== PAGE EXCERPT ==

Tires - thinking of 235/75/15 Goodrich All Terrains, will they fit? on stock rims?
- 235's on stock rims and lift spindles will work well (that's what I run).
Tube to reinforce front beam to front firewall?
- YES. The front is inherently weak (wants to twist), any/all additional bracing will help.
I have dual spring plates on the back, how much do I need to notch to match front 3" lift, I assume I only need to notch the inner spring plate? how much to crank torsions? stock torsion bars?
- See comment above regarding re-index.
I think I want to reinforce the trailing arms, can I do that and keep the stock shock set up?
- there are tube kits which keep the stock shock mounts... do a search. You mentioned above that you are planning on extending droop travel by notching the spring plates. By doing so you will no longer be able to use the stock mounts as they were designed for a certain shock length/travel. By increasing travel you will need a longer shock, and therefore will need to relocate at least one of the mounts (usually both).

===
== RECORDED DATA ==

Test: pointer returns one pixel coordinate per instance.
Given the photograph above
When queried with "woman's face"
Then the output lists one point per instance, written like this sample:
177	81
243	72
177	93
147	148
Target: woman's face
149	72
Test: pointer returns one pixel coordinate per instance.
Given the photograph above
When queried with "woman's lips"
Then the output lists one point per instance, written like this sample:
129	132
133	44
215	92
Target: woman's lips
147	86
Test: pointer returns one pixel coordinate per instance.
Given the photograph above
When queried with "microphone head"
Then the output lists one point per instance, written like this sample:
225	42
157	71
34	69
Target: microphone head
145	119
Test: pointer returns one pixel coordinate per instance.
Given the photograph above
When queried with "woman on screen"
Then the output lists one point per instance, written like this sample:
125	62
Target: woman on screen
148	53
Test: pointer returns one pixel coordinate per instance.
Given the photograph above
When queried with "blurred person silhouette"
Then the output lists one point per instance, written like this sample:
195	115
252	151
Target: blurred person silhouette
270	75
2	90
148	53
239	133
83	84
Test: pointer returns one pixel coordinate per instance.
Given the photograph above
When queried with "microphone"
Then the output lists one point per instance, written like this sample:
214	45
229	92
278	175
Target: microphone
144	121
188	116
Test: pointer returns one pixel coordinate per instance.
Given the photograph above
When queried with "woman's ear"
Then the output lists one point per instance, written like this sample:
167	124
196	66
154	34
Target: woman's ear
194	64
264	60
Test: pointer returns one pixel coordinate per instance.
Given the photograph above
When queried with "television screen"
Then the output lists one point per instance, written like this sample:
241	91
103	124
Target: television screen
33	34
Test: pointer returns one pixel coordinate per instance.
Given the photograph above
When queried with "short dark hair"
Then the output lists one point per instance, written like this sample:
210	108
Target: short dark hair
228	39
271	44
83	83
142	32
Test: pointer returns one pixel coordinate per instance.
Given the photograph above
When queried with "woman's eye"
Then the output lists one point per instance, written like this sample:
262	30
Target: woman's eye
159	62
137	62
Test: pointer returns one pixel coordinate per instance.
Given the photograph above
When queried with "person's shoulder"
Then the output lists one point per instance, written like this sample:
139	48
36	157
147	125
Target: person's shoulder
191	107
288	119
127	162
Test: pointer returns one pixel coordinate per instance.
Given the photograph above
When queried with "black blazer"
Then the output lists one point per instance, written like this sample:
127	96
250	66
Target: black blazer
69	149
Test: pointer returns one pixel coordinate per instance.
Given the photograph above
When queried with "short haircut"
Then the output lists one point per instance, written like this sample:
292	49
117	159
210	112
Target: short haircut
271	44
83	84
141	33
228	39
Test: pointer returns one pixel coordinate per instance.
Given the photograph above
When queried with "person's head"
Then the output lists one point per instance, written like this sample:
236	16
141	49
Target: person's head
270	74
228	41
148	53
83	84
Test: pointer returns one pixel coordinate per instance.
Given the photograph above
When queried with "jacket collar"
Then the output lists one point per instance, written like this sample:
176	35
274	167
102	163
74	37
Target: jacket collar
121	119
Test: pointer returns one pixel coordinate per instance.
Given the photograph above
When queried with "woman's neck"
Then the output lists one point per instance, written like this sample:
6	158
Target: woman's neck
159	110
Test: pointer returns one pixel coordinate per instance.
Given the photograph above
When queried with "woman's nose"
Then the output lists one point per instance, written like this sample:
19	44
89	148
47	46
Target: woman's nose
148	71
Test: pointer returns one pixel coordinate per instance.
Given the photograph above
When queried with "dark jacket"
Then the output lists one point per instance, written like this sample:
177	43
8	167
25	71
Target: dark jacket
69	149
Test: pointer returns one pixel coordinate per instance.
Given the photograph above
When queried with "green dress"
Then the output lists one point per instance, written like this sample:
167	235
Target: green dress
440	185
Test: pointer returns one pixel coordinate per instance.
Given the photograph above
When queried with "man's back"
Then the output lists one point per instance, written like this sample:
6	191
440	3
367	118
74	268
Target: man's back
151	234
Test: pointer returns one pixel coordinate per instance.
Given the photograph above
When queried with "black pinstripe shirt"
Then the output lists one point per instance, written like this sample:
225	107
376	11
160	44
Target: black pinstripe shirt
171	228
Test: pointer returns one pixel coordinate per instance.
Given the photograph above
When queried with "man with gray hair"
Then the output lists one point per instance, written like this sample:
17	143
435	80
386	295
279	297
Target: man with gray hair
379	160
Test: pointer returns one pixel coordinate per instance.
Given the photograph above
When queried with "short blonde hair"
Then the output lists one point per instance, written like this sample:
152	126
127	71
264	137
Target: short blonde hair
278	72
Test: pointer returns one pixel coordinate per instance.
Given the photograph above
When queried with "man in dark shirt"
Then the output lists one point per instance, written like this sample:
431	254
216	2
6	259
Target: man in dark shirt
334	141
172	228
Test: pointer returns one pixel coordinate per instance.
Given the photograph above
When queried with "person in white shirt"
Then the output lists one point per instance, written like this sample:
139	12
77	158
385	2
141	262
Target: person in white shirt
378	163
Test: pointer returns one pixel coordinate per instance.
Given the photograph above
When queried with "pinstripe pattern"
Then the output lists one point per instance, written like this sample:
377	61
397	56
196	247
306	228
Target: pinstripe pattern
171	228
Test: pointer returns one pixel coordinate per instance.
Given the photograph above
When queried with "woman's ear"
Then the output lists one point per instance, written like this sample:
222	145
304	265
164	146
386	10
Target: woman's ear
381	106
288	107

===

REQUIRED ACTIONS ▸
[A] In the suspension Q&A, why does the responder say any extra bracing of the front will help?
[B] Retype the stretch of the suspension Q&A from "- 235's on stock" through "above regarding re-index.".
[C] Continue the suspension Q&A from where it stops.

TASK RESPONSES ▸
[A] The front is inherently weak and wants to twist.

[B]
- 235's on stock rims and lift spindles will work well (that's what I run).
Tube to reinforce front beam to front firewall?
- YES. The front is inherently weak (wants to twist), any/all additional bracing will help.
I have dual spring plates on the back, how much do I need to notch to match front 3" lift, I assume I only need to notch the inner spring plate? how much to crank torsions? stock torsion bars?
- See comment above regarding re-index.

[C]
if not, can I do something without going thru the body?
- Yes, check this thread... creative solution (http://www.thesamba.com/vw/forum/viewtopic.php?p=4235792&highlight=#4235792), however on an "11" you will have issues with tire clearance, but you get the idea... be creative.
I think I have seen aftermarket flanges that adapt type 2 CV to type 1 trans, is this good, or needed? What else do I need?
- Thing flanges and stub axles will do the trick, or Porsche 944. The CVs are bigger and stronger, so it is good.
What shocks should I be looking at, without breaking the bank?
- The white KYBs will be OK in a pinch... Bilstein or Fox will definitely be a big improvement (and alot more $$$). Personally I wouldn't skimp on shocks.
I do not know the condition of my trans, as the bug had a blown motor when I bought it, and it has yet to run, but if I need a new one, what can I do, that is reasonably low cost to the trans, such as gear ratios?
- The only "low cost" option is a stock replacement. Your gear ratios won't be that bad with 235s, specially with a 1776. Don't worry about it unless you know it's blown... otherwise use it as is and save up some $$$ and get a good "built" tranny.
Is a cage a definite necessity for a car of this type? if so, which do you suggest?
- I would say yes, but you don't need to go "full race" with it. I used the EMPI 6 point and added to it... seems to be a good compromise.
Will this car be comfortable and stable on the freeway, and as a driver?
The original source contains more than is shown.